**Written request:**
Please return all of the data below unchanged, character for character.

**Items:**
↓
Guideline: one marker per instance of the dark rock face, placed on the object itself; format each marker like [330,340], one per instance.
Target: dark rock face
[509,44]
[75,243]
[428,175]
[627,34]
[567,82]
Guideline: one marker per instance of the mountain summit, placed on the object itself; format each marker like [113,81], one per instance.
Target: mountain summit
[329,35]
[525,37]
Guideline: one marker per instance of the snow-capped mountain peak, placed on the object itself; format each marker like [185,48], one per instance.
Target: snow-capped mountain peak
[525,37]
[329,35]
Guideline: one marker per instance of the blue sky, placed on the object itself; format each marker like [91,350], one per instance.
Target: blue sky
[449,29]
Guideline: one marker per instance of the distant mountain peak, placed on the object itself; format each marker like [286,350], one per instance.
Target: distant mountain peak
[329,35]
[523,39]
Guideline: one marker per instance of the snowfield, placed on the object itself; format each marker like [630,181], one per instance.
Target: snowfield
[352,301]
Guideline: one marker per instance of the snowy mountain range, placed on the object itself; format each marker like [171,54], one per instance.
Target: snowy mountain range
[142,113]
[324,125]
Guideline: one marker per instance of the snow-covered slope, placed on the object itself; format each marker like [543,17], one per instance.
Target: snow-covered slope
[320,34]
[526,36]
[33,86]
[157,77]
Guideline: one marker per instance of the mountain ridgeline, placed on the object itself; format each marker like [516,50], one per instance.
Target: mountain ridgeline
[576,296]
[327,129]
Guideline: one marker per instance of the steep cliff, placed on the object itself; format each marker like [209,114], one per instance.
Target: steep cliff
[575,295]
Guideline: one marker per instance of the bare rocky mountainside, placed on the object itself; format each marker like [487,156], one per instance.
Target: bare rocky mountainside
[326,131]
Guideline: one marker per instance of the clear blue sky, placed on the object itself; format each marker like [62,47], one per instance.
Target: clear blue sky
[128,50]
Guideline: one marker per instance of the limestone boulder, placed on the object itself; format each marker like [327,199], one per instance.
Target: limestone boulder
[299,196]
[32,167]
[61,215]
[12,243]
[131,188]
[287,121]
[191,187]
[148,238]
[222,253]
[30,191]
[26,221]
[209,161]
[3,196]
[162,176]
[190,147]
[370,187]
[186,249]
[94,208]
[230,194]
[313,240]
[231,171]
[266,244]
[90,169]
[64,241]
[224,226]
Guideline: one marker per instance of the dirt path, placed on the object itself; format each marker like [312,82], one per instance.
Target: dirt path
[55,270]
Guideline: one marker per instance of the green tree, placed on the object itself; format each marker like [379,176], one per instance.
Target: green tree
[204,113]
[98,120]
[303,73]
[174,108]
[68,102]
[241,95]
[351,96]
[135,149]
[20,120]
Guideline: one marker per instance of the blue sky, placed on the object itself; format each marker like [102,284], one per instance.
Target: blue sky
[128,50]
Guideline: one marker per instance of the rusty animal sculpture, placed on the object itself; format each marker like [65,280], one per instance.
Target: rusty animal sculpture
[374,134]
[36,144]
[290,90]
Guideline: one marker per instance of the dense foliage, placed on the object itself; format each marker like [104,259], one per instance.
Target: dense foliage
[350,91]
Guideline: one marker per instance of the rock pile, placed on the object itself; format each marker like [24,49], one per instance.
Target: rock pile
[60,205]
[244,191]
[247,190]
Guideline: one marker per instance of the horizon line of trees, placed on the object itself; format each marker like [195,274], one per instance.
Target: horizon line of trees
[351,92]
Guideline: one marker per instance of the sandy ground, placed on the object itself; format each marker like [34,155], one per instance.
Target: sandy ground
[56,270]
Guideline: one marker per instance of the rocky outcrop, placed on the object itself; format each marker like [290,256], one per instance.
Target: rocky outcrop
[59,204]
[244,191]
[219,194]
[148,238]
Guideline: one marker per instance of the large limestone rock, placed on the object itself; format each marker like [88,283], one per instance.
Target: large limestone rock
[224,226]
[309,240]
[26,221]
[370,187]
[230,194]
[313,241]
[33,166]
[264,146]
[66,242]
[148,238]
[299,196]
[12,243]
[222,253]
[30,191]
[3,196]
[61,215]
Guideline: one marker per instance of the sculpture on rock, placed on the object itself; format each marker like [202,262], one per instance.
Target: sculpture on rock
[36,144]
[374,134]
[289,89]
↑
**Final result:**
Guideline: one marker per instance of the dark rock face, placed on the object itself; format each marker like [330,340], one per instance.
Target: dark rock face
[509,44]
[75,243]
[428,175]
[627,34]
[567,82]
Guideline: one marker per instance of the mountain summit, placed on the object itself; format each marker like [113,81], one per instance.
Target: mountain summit
[329,35]
[525,37]
Guideline: one marker per instance of the snow-capped mountain peak, placed on the object itself; format each marker like [185,48], one per instance.
Target: snow-capped mountain peak
[525,37]
[329,35]
Guideline: one marker per instance of the blue sky, placed on the object itself; format each marker like [91,350], one per instance.
Target: blue sky
[449,29]
Guideline: one marker per instance of the distant mountain peak, placed on the object itself; format each marker like [286,350], one per instance.
Target: distant mountain peak
[329,35]
[523,39]
Guideline: one marker per instance of the snowfield, placed on the object itself; format each marker like [630,181], one per instance.
Target: snowfield
[352,301]
Guideline: one marker per instance of the snowy mountain range, placed on the object itself; format each marker like [171,54], one per instance.
Target: snowy mountain range
[142,113]
[324,125]
Guideline: one marker per instance of the snow-covered slope, placed on the object itself; format each marker like [543,17], one per instance.
Target: snow-covered slope
[320,34]
[526,36]
[33,86]
[157,77]
Guideline: one marker per instance of the mountain ridgeline, placed on the object itself; format each marker like [516,50], one per instance.
Target: mountain ridgeline
[576,296]
[327,129]
Guideline: one marker per instance of the steep cliff, placed on the object itself; format each marker like [209,114], one per instance.
Target: steep cliff
[575,295]
Guideline: one marker per instance of the bare rocky mountainside, placed on the object itself; format each marker like [487,156], one per instance.
Target: bare rocky mountainside
[326,131]
Guideline: one marker per instance of the clear blue sky, placed on the object itself; format each marker like [62,47], one per instance.
Target: clear blue sky
[128,50]
Guideline: one marker per instance of the limestone boulder, placed on the object itself; format each marker like [327,199], one per instance.
Target: limestone boulder
[299,196]
[32,167]
[61,215]
[12,243]
[131,188]
[287,121]
[191,187]
[148,238]
[222,253]
[30,191]
[26,221]
[209,161]
[3,196]
[162,176]
[190,147]
[370,187]
[186,249]
[94,208]
[230,194]
[313,240]
[231,171]
[266,244]
[90,169]
[64,241]
[224,226]
Guideline: one marker per instance of the dirt path, placed on the object itself; format each marker like [312,82], one per instance.
Target: dirt path
[55,270]
Guideline: one marker per instance of the green tree, placed on the object itself; format each marker like [379,176], one per instance.
Target: green tree
[204,113]
[98,120]
[303,73]
[174,108]
[68,102]
[241,95]
[351,96]
[135,149]
[20,120]
Guideline: one marker per instance of the blue sky, placed on the object itself; format each marker like [102,284], one per instance.
Target: blue sky
[128,50]
Guideline: one marker per instance of the rusty animal sculpture, placed on the object itself; format each marker like [65,280], one per instance.
Target: rusty animal sculpture
[374,134]
[36,144]
[290,90]
Guideline: one marker per instance of the dense foliage, placed on the object itself; format each marker like [104,259], one per instance.
Target: dense foliage
[350,91]
Guideline: one marker per instance of the rock pile, placed on the object itself; format each marker like [24,49], one per instance.
Target: rock pile
[60,205]
[244,191]
[247,190]
Guideline: one marker per instance of the horizon line of trees, placed on the object itself; format each marker like [195,274], one per instance.
Target: horizon line of trees
[351,92]
Guideline: one marker per instance of the sandy ground, placed on the object itself; format each marker like [34,155], one per instance.
Target: sandy ground
[56,270]
Guideline: one marker per instance of the rocky outcrop, placed on the object itself; format each marker like [290,256], one per instance.
Target: rocky outcrop
[59,204]
[244,191]
[219,194]
[148,238]
Guideline: one marker per instance of the large limestone rock, placed on the object itself; format each marker like [88,283], one per instance.
Target: large limestone rock
[224,226]
[309,240]
[26,221]
[370,187]
[230,194]
[313,241]
[33,166]
[264,146]
[66,242]
[148,238]
[299,196]
[12,243]
[222,253]
[30,191]
[3,196]
[61,215]
Guideline: one marker per instance of the sculpture on rock, placed on the object itself; format each marker like [202,262], one per instance.
Target: sculpture on rock
[36,144]
[374,134]
[289,89]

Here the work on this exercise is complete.